Reproduce the data below word for word, keeping every line unchanged and in its original order.

start DATA ENTRIES

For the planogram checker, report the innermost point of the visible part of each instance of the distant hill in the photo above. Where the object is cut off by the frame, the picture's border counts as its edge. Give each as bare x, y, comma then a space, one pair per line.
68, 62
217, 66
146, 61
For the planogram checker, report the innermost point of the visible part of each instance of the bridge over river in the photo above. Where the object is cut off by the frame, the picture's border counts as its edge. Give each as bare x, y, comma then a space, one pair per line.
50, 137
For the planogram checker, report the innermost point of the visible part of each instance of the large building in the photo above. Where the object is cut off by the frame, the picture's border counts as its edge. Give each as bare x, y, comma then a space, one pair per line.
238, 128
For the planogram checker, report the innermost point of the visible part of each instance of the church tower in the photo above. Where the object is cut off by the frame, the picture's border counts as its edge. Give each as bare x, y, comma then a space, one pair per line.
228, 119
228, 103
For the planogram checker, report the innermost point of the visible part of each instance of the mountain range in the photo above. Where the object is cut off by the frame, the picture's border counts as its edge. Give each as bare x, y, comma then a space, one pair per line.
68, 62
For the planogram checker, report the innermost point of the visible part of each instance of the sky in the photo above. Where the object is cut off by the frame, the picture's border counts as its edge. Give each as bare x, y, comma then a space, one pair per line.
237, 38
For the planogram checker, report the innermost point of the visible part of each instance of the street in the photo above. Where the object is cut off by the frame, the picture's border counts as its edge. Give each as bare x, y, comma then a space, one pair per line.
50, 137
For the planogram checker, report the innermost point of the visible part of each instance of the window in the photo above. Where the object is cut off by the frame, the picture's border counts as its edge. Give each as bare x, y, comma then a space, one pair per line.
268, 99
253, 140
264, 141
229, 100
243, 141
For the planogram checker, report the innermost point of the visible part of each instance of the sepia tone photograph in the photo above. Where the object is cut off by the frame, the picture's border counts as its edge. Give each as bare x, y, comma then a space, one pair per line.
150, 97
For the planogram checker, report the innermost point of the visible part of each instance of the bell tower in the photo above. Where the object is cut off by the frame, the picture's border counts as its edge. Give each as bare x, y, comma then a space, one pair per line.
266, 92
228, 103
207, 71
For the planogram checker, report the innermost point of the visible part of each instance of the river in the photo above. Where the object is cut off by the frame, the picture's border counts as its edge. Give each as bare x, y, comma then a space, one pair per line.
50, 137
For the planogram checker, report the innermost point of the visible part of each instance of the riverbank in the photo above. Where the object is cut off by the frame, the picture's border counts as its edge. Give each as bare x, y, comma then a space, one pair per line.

end DATA ENTRIES

FINISHED EXERCISE
For the planogram checker, report the innermost point of the visible part of each instance of the distant hill in the photo above. Where the object is cut off by the frame, the picture's border counts as its edge. Give each as bare x, y, comma then a space, one pair per line.
68, 62
217, 66
146, 61
For the planogram checker, report the innermost point of the visible part of each instance of the bridge over river in the photo above. Where the object is cut off by the frame, the picture's border counts as its edge. Give each as bare x, y, comma then a space, one pair per line.
50, 137
For the planogram checker, report the innermost point of the visible part of each instance of the large building in the photo above. Where the object is cut off by the frame, the picture's border counts as its edge. Give each as bare x, y, comma then a space, one pair per line.
238, 128
For the planogram checker, report the innermost point of the visible part of each instance of the church tower in the photo above. Where the object is cut off by the frame, the picture's border counts as its edge. Give each as bare x, y, comma then a space, one pair per line.
228, 119
228, 103
For the planogram checker, report the innermost point of the visible part of each instance of the mountain range in the photo above. Where the object is cut off by the frame, the picture's border counts as its edge. Give each as bare x, y, comma then a space, one pair per line.
68, 62
For the planogram checker, report the innermost point of the visible part of each instance of the sky in the photo above. Where the object is cut off by the frame, the picture's border counts as its edge. Give each as bare x, y, comma then a space, one pair per line.
237, 38
For the planogram checker, report the innermost point of the visible part of each instance of the street in the photo above. Where the object is cut off by the frame, the picture's border counts as its edge. Give each as bare x, y, comma then a space, one pair per line.
50, 137
For the planogram checker, report the innermost point of the visible part of each instance of the window in the photo above. Where the object is cut off by the frame, the picture's border counts as its edge. Give each as bare x, y, comma then a space, one pair per line.
268, 99
253, 140
264, 141
229, 100
243, 141
For the planogram checker, report the innermost point of the visible part of each instance of the sepia tone photograph in the photo above. Where the object is cut off by the frame, the picture's border counts as its edge. Give each as bare x, y, comma then a space, one pair per line.
150, 97
For the planogram checker, report the innermost point of the visible part of each instance of the bell tower in the photo above. Where the object is cut off by the frame, the picture's border counts as its edge. Give each as bare x, y, comma then a space, one pair per line.
266, 92
228, 103
207, 71
For the planogram checker, report the innermost point of the visible part of each instance of the river in the photo above. Where the object is cut off by the frame, the picture's border counts as its edge. Give each as bare x, y, comma then a space, one pair per line.
50, 137
For the planogram checker, report the innermost point of the visible part of each instance of the riverbank in the photo above. Where the object is cut off by the frame, the picture's border counts as its edge. Give each as bare x, y, comma then a space, one pair per line.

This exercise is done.